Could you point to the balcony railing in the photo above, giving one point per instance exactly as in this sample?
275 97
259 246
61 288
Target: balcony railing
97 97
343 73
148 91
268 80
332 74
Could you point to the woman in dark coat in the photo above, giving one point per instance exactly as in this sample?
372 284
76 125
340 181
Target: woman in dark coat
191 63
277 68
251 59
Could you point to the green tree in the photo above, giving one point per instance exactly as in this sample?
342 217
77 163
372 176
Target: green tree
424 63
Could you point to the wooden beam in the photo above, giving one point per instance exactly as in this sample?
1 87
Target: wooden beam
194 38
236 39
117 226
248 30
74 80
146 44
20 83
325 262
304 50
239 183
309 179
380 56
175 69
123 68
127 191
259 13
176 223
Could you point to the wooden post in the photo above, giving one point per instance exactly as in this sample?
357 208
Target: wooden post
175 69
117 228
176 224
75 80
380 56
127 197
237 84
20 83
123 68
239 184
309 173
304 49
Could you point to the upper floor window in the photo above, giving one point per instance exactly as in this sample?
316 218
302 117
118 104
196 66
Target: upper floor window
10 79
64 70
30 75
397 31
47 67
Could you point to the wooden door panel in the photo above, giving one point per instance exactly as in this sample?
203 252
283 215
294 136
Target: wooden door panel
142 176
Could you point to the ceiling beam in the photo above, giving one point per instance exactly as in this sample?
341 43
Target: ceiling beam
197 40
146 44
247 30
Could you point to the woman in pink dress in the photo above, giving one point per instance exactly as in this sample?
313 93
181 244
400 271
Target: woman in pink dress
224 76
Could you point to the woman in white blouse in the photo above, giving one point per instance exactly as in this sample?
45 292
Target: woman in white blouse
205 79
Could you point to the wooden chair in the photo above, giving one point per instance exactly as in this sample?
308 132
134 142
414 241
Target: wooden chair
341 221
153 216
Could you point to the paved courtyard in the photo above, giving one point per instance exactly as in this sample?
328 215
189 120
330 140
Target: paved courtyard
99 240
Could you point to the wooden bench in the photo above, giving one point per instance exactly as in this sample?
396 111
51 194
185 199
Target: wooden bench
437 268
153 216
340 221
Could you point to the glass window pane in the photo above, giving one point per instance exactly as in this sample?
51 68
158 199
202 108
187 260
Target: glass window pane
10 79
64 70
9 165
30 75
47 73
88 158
========
- **Work order**: Each line of the listing must appear in the answer exactly as above.

- **Exercise result**:
Could you point to the balcony railing in the photo above, giving one point per instance exactly as in this sample?
275 97
259 246
61 288
Target: balcony railing
97 97
343 73
148 91
268 80
332 74
Could you point to the woman in dark coat in the photo above, giving one point per instance exactly as in this sample?
372 284
76 125
340 181
Target: woman in dark coat
191 63
277 68
251 59
Could you point to the green tree in the photo above, giving one point per instance exactly as in this sample?
342 217
77 163
372 176
Target: green tree
424 63
Could you point to the wooden beam in the photo above, giving one point per instance exactly as in this sample?
1 87
Target: wooden beam
194 38
236 39
117 226
248 30
74 80
146 44
20 83
325 262
304 50
239 183
309 179
380 56
175 69
123 68
127 191
259 13
176 223
Could you point to the wooden post in the photo above, giving one point per instance exactly as in this sample?
357 208
Target: wooden post
175 69
117 228
176 224
75 80
380 56
127 197
237 84
20 83
123 68
239 184
309 173
304 49
Could you point to the upper floor window in the photo above, giving one point per instance exactly as in this sample?
316 218
302 117
118 104
196 66
Target: upper floor window
10 79
64 70
30 75
397 31
47 67
Could you point to the wooden door panel in the photo above, giving one point per instance exactly as in this sample?
203 252
283 215
294 136
Target: wooden door panel
142 176
Could you point to the ceiling beam in the photo above, giving one point per instance exactly as in this sample?
341 43
Target: ceiling beam
197 40
146 44
247 30
Could you point to the woman in pink dress in the photo above, giving one point per instance exactly as in this sample?
313 93
181 244
400 271
Target: woman in pink dress
224 76
Could you point to the woman in white blouse in the photo above, giving one point per instance exactly as in this sample?
45 292
Target: woman in white blouse
205 79
Could you point to the wooden chair in the photo above, giving one point per instance exactly as in this sample?
308 132
134 142
414 241
Target: wooden chair
341 221
153 216
Could you point to the paved courtyard in the photo above, giving one point per instance exactly as in this sample?
328 215
189 120
330 140
Target: paved courtyard
99 240
Could you point to the wooden bench in the photo above, giving one point per instance exactly as in this sample?
396 111
51 194
185 199
Target: wooden bench
437 268
153 216
340 221
Could you point to the glass window pane in the photo above, giving one point per instance exactly as in this sample?
51 68
158 199
202 108
187 260
Target: glass window pane
10 79
64 70
9 165
30 75
47 73
88 158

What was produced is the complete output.